• [Excerpt provided]
= Beginning of Section =

Oh yeah see above somewhere... they don't insist... i think once i'm 30 they wouldn't give a rat's ass...just as long as i'm married.
37. You never order chop suey, sweet and sour pork, or any other imitation of oriental food.
Wtf IS chop suey? Umm i like sweet & sour stuff once in awhile.. but lemon chicken and honey chicken is nice... Are spring rolls imitation too?
38. You either really, really want to go to UCI or really, really want to stay away from it.
(???)<--- yeah i agree... what is UCI?
39. Your parents have never kissed you.
I hope it stays that way!
40. Your parents have never kissed each other.
Yeah never in front of us... is that strange?
41. You learned about the birds and the bees from someone other than your parents.
Sex ed at school i spose... or watching errr.. nvm
42. "You want a stereo?! When I was your age, I didn't even have shoes!!"
Yeah yeah... and some kids don't have feet or ears right?

= End of Section =

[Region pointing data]
= Beginning of Section =

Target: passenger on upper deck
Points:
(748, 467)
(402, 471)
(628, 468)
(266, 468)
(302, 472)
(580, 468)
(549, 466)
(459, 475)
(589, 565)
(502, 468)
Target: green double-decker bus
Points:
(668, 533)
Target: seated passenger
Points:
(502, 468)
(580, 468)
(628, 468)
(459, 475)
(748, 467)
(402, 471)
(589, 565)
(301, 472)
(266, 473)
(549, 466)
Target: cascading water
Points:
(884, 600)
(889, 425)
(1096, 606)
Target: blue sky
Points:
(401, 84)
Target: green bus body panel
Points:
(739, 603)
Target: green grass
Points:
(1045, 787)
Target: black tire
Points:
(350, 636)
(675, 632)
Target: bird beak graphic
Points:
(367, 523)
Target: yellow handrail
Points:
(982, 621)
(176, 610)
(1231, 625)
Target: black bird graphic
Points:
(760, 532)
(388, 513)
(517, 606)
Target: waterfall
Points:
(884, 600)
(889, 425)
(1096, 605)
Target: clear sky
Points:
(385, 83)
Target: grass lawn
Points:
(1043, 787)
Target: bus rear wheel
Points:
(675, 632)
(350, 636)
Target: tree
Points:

= End of Section =

• [Study questions]
[A] In the excerpt, which two dishes are called nice right after the mention of sweet and sour stuff?
[B] Reproduce the excerpt verbatim between "I hope it stays" and "than your parents.", inclusive.
This data comes from a source other than the excerpt.

• [Results]
[A] Lemon chicken and honey chicken.

[B]
I hope it stays that way!
40. Your parents have never kissed each other.
Yeah never in front of us... is that strange?
41. You learned about the birds and the bees from someone other than your parents.